Image object location entries:
= = = = = = =

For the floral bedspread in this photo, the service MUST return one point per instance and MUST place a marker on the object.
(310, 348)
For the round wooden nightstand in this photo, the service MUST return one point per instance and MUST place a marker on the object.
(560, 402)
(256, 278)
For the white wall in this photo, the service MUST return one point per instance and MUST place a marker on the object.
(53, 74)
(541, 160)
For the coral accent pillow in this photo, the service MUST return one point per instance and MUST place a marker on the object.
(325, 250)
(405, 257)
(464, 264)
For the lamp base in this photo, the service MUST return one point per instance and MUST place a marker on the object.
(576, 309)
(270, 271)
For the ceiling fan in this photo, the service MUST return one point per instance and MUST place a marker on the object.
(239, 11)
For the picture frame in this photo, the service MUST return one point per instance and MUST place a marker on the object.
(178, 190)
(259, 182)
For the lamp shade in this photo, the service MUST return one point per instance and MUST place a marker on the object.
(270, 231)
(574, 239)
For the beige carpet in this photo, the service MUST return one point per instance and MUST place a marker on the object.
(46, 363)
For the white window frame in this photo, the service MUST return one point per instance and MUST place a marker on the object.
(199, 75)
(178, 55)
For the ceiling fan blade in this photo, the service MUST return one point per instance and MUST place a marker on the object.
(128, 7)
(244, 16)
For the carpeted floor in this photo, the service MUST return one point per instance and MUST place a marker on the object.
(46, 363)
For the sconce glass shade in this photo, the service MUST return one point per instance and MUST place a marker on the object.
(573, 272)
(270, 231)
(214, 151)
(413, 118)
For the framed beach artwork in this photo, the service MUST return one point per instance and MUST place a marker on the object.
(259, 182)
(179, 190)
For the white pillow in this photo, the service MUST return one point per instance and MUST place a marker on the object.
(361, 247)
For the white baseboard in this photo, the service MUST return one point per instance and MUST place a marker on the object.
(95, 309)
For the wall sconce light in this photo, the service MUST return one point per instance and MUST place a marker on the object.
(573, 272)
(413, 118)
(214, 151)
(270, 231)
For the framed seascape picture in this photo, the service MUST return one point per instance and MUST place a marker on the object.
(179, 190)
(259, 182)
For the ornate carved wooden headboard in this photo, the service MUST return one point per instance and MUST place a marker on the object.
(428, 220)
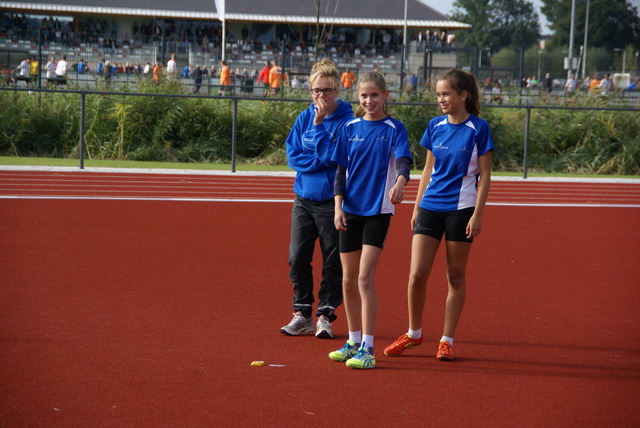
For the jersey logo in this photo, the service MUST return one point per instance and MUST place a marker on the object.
(390, 123)
(441, 146)
(356, 139)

= = = = = = =

REQUEST:
Output, exactly, all the records above; include no pictures.

SOLUTION FOR THIS PROBLEM:
For the floral bedspread in this photo, the service MUST return one point per instance and MUST place a marker on the object.
(310, 348)
For the round wooden nightstand in this photo, the service MUST return one point per instance and MUST place a marker on the object.
(560, 402)
(256, 278)
For the white wall in this photo, the service MUST return one point per instance and MUST place a marker on the object.
(53, 74)
(541, 160)
For the coral accent pillow in this photo, the service MUST return one point per instance and MUST place a marker on the object.
(325, 250)
(405, 257)
(464, 264)
For the lamp base in this photo, the service MUST return one point per instance and MUST place a marker on the object.
(576, 309)
(270, 271)
For the ceiling fan in this photo, the service MUST return one point per instance and MUST place a marker on the object.
(239, 11)
For the picture frame in this photo, the service MUST return one point per instance and MUST place a marker on the object.
(178, 190)
(259, 182)
For the lamp shade in this photo, the service MUST return one point per instance and MUST place a marker on the object.
(270, 231)
(574, 239)
For the beige carpet in this photo, the service MUST return one point per instance and MUST place a marker on the object.
(46, 363)
For the white window frame in this photo, the service MUST return one point per instance and MUST place a marker on the object.
(199, 75)
(178, 55)
For the ceiling fan blade in this photo, the service MUST return one point per instance and MUST place a marker on the object.
(128, 7)
(244, 16)
For the carpeted floor in this photo, the service MUST return one point per instance and MUST place a marker on the object.
(46, 363)
For the sconce glass shade in this photo, the service MUST return one point per instance and MUST place a marker on the object.
(573, 272)
(270, 231)
(214, 151)
(413, 118)
For the framed beach artwork in this photo, the service MUST return one point per instance and MUST place a marker on the object.
(259, 182)
(179, 190)
For the white pillow in this photo, the service MUST return one point per instance and MUST place a marker on the object.
(361, 247)
For the white baseboard in this photo, the service MUST return one point per instance and MUST place a marker on the object.
(95, 309)
For the wall sconce light in this photo, the service MUST return one point per instance and MUST place a marker on the object.
(573, 272)
(413, 118)
(214, 151)
(270, 231)
For the framed seascape picture in this photo, the service MUST return one point per instance and MUST place a marker on the object.
(179, 190)
(259, 182)
For the ornate carved wooden headboard in this photo, the service MUST return one point per instance and MUST place a marker on the object.
(428, 220)
For the jersey logo in this photo, the service MUST return one point per instance and MUST place a marker on the object.
(390, 123)
(441, 146)
(356, 139)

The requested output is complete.